### Your assignment
Under this line are the records; write out word for word the part that begins at the line containing "[locate] baked crumb" and ends at the line containing "[locate] building window", and no more.

(Natural language region descriptions)
━━━━━━━━━━━━━━━━━━━━

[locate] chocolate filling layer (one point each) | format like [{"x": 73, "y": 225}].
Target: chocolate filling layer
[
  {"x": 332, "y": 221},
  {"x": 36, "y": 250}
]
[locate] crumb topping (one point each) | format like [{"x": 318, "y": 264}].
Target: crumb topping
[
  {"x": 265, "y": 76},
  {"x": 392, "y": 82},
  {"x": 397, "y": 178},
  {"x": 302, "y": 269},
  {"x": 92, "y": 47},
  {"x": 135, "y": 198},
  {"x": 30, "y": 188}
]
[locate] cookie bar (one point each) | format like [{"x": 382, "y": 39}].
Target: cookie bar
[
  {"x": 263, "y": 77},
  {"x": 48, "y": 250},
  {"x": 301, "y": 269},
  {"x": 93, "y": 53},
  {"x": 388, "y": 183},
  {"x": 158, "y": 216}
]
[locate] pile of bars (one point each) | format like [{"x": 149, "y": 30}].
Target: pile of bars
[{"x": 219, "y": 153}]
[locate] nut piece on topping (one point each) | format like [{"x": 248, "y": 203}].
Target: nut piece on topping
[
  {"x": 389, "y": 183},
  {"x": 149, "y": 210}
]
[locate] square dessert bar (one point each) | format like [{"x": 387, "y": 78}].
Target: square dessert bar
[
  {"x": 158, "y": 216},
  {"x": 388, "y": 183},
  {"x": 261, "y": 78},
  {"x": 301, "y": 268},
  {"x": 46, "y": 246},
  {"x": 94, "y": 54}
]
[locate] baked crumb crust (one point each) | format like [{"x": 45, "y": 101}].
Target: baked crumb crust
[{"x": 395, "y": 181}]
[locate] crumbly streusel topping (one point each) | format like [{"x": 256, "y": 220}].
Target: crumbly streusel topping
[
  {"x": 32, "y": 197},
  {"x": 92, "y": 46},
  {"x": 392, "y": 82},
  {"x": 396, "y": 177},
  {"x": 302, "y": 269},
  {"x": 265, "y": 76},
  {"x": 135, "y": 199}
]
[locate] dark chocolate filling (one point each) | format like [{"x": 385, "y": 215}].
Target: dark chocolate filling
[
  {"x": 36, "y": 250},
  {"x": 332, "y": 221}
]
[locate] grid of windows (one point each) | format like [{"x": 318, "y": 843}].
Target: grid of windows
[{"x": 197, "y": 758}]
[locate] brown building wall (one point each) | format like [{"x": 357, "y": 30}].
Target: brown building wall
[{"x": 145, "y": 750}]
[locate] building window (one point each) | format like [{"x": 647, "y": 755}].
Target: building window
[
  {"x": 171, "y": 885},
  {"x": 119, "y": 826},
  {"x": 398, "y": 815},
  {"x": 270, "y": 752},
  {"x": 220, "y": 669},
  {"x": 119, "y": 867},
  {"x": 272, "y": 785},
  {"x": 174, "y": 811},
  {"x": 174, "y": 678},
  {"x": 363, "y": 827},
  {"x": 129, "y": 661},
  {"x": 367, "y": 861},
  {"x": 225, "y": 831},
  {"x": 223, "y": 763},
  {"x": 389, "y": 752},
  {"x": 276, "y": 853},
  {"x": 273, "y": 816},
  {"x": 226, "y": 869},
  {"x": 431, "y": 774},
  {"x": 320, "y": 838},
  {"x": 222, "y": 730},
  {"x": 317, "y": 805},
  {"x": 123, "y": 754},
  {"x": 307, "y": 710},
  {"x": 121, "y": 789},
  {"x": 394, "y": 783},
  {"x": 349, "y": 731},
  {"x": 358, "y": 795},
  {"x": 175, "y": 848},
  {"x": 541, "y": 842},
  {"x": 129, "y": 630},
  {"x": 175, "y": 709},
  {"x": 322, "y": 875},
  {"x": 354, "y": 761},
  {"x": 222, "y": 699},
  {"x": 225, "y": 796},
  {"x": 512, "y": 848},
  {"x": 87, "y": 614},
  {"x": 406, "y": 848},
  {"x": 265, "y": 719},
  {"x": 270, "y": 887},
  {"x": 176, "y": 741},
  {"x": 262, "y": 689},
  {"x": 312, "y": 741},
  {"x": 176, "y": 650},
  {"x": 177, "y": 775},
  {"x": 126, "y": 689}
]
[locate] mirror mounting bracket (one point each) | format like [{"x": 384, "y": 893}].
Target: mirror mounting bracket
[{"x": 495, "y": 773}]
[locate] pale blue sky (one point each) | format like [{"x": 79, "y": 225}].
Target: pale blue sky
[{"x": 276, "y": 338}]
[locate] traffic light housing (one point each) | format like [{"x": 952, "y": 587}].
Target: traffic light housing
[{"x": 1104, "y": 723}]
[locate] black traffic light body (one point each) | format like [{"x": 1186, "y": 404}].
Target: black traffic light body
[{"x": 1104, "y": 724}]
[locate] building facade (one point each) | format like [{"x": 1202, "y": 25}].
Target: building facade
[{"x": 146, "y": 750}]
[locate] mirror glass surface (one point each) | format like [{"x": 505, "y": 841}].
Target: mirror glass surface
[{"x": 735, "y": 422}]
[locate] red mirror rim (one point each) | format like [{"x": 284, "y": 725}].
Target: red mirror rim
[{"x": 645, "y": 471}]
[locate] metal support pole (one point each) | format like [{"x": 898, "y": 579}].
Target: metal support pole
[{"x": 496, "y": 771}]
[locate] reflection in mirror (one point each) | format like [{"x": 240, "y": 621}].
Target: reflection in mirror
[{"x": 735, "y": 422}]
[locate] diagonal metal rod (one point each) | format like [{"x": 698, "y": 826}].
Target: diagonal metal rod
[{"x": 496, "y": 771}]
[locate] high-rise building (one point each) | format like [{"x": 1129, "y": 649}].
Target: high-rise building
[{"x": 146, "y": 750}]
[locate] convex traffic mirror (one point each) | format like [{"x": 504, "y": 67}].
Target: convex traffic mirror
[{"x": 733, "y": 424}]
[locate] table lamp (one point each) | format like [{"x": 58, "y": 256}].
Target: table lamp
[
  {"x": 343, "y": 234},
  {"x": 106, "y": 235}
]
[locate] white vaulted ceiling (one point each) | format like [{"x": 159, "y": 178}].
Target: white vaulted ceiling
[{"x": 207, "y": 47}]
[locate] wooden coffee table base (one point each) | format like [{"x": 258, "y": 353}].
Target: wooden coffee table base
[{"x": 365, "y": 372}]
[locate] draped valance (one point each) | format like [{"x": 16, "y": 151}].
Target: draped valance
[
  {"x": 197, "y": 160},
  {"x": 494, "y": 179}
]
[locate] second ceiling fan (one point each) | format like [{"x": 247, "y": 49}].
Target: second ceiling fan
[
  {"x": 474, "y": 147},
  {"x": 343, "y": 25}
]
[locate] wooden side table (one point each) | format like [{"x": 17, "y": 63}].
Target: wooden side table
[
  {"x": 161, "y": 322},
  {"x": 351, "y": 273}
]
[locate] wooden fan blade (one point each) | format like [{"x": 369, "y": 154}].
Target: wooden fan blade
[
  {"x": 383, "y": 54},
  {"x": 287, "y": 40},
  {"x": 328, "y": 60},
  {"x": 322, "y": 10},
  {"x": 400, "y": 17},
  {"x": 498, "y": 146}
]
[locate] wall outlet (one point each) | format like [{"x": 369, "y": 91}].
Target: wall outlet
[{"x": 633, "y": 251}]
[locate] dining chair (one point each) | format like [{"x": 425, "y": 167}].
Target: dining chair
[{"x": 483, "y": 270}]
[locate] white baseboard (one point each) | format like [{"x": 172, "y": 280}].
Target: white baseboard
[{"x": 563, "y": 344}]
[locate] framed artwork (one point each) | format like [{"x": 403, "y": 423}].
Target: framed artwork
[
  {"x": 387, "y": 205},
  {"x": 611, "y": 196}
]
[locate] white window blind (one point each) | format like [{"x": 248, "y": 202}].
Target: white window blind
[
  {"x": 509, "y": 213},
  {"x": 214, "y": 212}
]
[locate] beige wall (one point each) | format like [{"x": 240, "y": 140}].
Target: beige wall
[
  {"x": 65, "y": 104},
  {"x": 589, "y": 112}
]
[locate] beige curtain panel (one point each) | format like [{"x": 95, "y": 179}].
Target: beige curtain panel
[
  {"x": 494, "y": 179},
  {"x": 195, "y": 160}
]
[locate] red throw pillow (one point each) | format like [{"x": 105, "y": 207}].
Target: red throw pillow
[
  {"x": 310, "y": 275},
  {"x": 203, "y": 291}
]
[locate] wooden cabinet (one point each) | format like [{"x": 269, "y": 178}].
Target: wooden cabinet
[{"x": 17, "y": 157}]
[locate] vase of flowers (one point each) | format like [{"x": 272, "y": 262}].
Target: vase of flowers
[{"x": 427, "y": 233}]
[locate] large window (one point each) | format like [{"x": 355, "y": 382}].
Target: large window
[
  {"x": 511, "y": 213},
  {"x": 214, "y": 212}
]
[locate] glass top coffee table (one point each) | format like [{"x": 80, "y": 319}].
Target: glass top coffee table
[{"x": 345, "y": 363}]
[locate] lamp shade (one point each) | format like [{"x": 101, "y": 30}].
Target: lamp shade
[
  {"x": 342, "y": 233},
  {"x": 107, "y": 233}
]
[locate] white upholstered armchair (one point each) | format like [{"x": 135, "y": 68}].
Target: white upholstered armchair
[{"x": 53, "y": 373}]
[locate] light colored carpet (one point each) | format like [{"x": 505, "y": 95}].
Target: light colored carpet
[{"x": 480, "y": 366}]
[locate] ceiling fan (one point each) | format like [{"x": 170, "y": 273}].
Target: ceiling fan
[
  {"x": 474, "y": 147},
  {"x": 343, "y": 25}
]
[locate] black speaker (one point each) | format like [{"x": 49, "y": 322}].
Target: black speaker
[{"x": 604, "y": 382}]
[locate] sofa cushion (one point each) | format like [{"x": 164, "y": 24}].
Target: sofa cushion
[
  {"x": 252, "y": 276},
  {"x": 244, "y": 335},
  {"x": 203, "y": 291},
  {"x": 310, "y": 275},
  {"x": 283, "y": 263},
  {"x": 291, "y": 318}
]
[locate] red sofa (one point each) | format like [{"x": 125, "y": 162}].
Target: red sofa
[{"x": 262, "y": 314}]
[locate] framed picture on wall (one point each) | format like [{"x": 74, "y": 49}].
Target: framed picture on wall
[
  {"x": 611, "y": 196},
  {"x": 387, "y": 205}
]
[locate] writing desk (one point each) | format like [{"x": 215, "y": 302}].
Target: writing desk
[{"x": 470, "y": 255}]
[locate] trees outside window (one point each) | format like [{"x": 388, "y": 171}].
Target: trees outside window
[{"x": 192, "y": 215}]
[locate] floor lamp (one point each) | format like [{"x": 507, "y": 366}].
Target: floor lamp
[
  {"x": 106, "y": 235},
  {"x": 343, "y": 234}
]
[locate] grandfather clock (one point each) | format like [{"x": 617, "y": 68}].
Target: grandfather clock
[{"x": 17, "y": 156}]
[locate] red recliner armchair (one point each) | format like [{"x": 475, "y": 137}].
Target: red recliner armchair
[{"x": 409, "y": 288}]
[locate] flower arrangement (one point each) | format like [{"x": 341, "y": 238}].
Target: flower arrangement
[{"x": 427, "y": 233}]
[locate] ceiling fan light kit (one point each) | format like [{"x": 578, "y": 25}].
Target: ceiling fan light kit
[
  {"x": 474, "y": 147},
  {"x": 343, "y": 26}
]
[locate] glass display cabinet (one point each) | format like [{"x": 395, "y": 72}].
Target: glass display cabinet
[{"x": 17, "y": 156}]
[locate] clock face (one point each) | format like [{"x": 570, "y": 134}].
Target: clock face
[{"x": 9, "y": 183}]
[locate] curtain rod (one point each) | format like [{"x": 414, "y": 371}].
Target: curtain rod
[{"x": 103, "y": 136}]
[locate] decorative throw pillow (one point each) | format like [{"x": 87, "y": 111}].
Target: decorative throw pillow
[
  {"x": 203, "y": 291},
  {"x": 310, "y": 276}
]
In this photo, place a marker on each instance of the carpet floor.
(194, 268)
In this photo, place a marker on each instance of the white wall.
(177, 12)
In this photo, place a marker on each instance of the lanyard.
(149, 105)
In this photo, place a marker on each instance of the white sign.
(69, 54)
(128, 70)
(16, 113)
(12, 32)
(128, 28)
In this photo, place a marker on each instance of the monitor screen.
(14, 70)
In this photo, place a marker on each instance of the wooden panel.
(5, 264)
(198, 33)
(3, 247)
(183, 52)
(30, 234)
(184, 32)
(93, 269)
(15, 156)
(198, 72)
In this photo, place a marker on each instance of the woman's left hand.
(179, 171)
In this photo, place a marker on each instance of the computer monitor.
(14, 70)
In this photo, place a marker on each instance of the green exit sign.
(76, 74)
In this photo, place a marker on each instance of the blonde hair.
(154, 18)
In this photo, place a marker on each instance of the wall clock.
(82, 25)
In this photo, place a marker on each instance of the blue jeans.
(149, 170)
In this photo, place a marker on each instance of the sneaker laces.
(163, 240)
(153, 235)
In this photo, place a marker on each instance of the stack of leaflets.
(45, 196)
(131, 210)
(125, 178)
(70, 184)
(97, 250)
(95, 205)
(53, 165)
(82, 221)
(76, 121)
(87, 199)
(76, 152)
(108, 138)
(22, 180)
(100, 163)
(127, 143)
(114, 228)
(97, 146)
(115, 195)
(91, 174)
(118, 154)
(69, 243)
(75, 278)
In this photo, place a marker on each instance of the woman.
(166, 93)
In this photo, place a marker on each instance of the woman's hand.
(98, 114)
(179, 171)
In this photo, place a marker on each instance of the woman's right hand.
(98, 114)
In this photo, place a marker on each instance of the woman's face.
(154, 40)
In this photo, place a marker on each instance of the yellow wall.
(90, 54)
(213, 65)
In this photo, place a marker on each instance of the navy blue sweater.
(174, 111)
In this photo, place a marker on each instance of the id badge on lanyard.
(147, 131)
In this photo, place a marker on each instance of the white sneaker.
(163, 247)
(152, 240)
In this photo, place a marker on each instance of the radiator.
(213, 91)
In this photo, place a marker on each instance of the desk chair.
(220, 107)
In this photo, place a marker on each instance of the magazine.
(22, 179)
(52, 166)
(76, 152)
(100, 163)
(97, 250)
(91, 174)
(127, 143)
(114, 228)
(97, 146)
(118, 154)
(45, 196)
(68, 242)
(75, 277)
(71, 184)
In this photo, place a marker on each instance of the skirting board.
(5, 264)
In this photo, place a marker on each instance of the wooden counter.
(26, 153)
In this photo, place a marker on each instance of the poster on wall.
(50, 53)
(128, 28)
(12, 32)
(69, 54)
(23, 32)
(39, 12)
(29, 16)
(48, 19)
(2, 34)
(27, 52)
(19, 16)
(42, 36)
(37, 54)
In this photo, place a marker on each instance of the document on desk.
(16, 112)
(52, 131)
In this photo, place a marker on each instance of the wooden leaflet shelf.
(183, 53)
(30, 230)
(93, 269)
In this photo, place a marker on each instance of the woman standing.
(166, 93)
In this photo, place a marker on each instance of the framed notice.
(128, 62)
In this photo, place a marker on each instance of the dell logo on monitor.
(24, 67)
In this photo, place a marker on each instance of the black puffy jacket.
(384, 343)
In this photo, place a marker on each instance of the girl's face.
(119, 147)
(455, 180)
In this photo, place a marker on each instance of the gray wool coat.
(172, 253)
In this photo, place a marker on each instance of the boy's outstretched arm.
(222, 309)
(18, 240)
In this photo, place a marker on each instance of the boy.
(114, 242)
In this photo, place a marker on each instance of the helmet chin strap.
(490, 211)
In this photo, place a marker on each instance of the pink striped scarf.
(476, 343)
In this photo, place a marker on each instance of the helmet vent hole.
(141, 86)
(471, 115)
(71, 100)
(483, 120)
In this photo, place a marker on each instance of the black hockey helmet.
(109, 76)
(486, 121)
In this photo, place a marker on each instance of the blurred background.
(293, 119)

━━━━━━━━━━━━━━━━━━━━

### Task answer
[locate] baked crumb crust (one point each) | format like [{"x": 45, "y": 101}].
Target: baked crumb crust
[{"x": 395, "y": 181}]
[locate] crumbly streusel topping (one point each) | format like [{"x": 256, "y": 220}].
Target: crumbly streusel topping
[
  {"x": 32, "y": 197},
  {"x": 92, "y": 46},
  {"x": 392, "y": 82},
  {"x": 396, "y": 177},
  {"x": 302, "y": 269},
  {"x": 265, "y": 76},
  {"x": 135, "y": 199}
]
[locate] dark chocolate filling (one point each) | format like [{"x": 385, "y": 215}].
Target: dark chocolate filling
[
  {"x": 36, "y": 250},
  {"x": 332, "y": 221}
]
[locate] grid of windows (one point each) | format like [{"x": 318, "y": 843}].
Target: grid of windows
[{"x": 197, "y": 758}]
[locate] brown building wall (one point each) | format like [{"x": 357, "y": 30}].
Target: brown building wall
[{"x": 145, "y": 750}]
[locate] building window (one point each) | format like [{"x": 647, "y": 755}].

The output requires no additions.